#### EXERCISE DESCRIPTION:
Reproduce verbatim the lines of the material below, starting at the line with "Target: basket rim" and ending at the line with "[pin] denim jeans", both inclusive; skip the rest.

#### PROVIDED ENTRIES:
***

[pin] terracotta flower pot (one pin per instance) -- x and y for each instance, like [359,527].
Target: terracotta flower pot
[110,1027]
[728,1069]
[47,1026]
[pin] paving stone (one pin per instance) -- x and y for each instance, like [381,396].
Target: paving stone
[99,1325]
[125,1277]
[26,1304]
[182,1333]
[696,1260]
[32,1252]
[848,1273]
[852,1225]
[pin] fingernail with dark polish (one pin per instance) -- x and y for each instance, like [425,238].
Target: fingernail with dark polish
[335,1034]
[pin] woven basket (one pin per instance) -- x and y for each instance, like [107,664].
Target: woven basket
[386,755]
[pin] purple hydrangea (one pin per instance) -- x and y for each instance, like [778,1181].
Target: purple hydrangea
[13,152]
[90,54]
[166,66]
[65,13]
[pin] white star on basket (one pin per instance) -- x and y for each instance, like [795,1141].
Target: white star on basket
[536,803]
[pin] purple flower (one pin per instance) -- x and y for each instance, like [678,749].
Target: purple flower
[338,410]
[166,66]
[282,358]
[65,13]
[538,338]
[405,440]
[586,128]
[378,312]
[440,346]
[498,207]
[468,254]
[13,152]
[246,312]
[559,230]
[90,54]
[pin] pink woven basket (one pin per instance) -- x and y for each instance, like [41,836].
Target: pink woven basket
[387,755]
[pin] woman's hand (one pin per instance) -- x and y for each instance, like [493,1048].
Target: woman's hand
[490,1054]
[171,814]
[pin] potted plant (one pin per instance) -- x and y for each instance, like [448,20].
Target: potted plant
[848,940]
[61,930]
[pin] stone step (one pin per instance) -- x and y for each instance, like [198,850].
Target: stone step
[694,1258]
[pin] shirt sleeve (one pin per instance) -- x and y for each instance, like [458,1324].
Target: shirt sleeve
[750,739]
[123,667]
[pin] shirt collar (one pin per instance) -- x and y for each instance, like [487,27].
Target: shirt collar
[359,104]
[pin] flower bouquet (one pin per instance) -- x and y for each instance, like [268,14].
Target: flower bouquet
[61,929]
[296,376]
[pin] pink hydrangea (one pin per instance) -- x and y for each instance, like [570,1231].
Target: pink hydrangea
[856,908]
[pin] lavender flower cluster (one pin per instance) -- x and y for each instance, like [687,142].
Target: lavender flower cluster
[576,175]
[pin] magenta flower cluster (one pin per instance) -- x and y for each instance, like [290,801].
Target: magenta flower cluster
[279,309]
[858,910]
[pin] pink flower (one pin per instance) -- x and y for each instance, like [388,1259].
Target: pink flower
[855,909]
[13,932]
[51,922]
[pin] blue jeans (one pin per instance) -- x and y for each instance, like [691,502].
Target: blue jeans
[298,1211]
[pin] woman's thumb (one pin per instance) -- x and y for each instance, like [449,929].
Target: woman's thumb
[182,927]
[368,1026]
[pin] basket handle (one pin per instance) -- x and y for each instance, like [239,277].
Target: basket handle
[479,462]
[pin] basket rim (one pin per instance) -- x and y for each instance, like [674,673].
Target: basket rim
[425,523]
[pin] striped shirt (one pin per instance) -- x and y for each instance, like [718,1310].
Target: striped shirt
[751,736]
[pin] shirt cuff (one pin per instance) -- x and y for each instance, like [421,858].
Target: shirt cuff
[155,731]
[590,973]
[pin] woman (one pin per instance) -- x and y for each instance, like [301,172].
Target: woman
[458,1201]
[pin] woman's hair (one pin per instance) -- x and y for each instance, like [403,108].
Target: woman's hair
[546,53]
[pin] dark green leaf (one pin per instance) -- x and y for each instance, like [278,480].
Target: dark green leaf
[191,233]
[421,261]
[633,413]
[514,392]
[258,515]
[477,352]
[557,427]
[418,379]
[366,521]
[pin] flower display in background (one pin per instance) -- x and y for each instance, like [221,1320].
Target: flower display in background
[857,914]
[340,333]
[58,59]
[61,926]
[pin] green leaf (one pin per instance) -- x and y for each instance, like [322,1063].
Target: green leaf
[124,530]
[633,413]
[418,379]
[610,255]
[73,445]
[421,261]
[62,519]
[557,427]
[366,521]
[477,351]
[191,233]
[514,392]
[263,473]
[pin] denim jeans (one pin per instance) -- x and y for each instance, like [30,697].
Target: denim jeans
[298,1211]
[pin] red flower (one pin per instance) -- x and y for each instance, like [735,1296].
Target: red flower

***

#### ANSWER BELOW:
Target: basket rim
[425,523]
[pin] striped shirt (one pin per instance) -- x and y for each instance, like [718,1310].
Target: striped shirt
[751,736]
[pin] shirt cuff (one pin per instance) -- x and y for each instance, like [421,858].
Target: shirt cuff
[155,731]
[590,973]
[pin] woman (one pin per instance) -- x and y for each instance, like [301,172].
Target: woman
[458,1201]
[pin] woman's hair (one pin per instance) -- x and y for each instance, like [403,108].
Target: woman's hair
[546,53]
[pin] dark green leaf (one pin per instance) -- x and y for each instance, like [278,480].
Target: dark green leaf
[191,233]
[421,261]
[633,413]
[514,392]
[258,515]
[477,352]
[557,427]
[418,379]
[366,521]
[pin] flower display in background (one pin per instance) -- x and y for each instance, like [221,1320].
Target: flower display in background
[857,914]
[340,333]
[58,59]
[61,926]
[pin] green leaf (one pin per instance) -- x and y for each instance, like [322,1063].
Target: green leaf
[124,530]
[633,413]
[418,379]
[610,255]
[73,445]
[421,261]
[62,519]
[557,427]
[366,521]
[477,351]
[191,233]
[514,392]
[263,473]
[pin] denim jeans (one pin per instance) -- x and y for each instance, like [30,697].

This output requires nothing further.